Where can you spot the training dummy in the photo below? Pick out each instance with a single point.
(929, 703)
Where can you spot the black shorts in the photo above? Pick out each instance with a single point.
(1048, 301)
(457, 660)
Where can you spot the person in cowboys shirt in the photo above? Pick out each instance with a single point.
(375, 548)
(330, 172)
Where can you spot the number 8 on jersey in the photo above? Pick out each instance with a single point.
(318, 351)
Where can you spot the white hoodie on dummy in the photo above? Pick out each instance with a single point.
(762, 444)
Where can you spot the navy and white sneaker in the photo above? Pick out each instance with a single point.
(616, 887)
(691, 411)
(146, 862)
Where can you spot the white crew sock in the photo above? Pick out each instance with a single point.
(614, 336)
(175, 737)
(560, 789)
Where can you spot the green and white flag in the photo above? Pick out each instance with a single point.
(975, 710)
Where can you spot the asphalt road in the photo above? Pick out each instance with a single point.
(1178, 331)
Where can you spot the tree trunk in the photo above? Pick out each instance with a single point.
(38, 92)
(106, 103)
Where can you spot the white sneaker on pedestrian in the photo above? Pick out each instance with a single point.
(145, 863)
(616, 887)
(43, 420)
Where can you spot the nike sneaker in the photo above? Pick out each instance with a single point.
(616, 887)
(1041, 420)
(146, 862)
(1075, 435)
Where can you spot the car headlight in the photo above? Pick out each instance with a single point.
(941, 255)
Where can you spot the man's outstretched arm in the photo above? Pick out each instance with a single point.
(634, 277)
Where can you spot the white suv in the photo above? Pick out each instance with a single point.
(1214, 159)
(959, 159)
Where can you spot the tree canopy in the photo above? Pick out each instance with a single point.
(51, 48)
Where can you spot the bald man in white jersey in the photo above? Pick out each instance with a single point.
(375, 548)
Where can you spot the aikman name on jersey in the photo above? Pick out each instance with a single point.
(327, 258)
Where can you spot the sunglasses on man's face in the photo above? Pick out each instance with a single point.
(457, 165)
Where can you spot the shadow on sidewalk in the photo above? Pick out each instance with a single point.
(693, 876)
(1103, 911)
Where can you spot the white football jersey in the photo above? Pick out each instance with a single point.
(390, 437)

* * *

▸ **Instruction**: Lay out each line of the listing above as a numbered list, skipping any blank lines.

▸ **Answer to this task**:
1. Where can you spot the training dummy in the photo below? Pick out each instance with a single point.
2. (929, 703)
3. Where can you spot the black shorts in the photo above? Pick out each instance with a single point.
4. (1048, 301)
5. (457, 660)
6. Where can you spot the person in cowboys shirt in the photo above? Pick out each instance with a single point.
7. (375, 548)
8. (330, 172)
9. Where can you spot the number 8 on jersey in the photo above? Pick out each instance with a single point.
10. (318, 351)
11. Where can you spot the white hoodie on dummy in the photo above? Pick out each instance with a single point.
12. (762, 444)
13. Where can you spot the navy and white sneaker in the photo above? Pick out each instance with a single point.
14. (616, 887)
15. (691, 411)
16. (146, 862)
17. Where can you spot the white crew sock in the photo above? Pick out each instance with a single point.
18. (614, 336)
19. (175, 737)
20. (560, 789)
21. Where can you spot the green and white flag in the photo above? Pick out each instance with a single point.
22. (975, 710)
23. Where can you spot the asphalt road in the photo above? Pick out each instance with a single point.
24. (1178, 331)
25. Where can you spot the tree trunk in the photo above? Pick out each instance with a single point.
26. (38, 92)
27. (106, 103)
28. Where can you spot the white sneaker on pedestrian in the photo above? Pick out each instance with a single point.
29. (145, 863)
30. (616, 887)
31. (43, 420)
32. Where can you spot the nike sneaker in the photo above? Pick out each instance with a single point.
33. (616, 887)
34. (1041, 420)
35. (146, 862)
36. (1075, 435)
37. Where can you spot the car headlight in the photo above? Pick out each instance with a single point.
38. (941, 255)
39. Where can you spot the man's outstretched arm in the photo above? Pick out each instance with a single point.
40. (634, 277)
41. Where can you spot the white suv in the photo above? Pick out each instance with a single point.
42. (1214, 159)
43. (959, 159)
44. Where can you spot the tree canopy in the photo above? Pick out each instance with a single point.
45. (51, 48)
46. Where can you spot the bald man in white jersey in the photo above? Pick out each instance with a single point.
47. (375, 548)
48. Where can you spot the aikman name on jersey in the photo above? Pick out each instance with a single point.
49. (327, 258)
50. Where can you spot the sunglasses on man's face in the photo above? Pick out each instance with a single point.
51. (457, 165)
52. Where can you spot the shadow on sidewalk in the photo above? Pick out each instance with a single point.
53. (693, 876)
54. (1103, 911)
55. Where can you spot the white football jersey in the photo above? Pick out each instance with a single point.
56. (390, 437)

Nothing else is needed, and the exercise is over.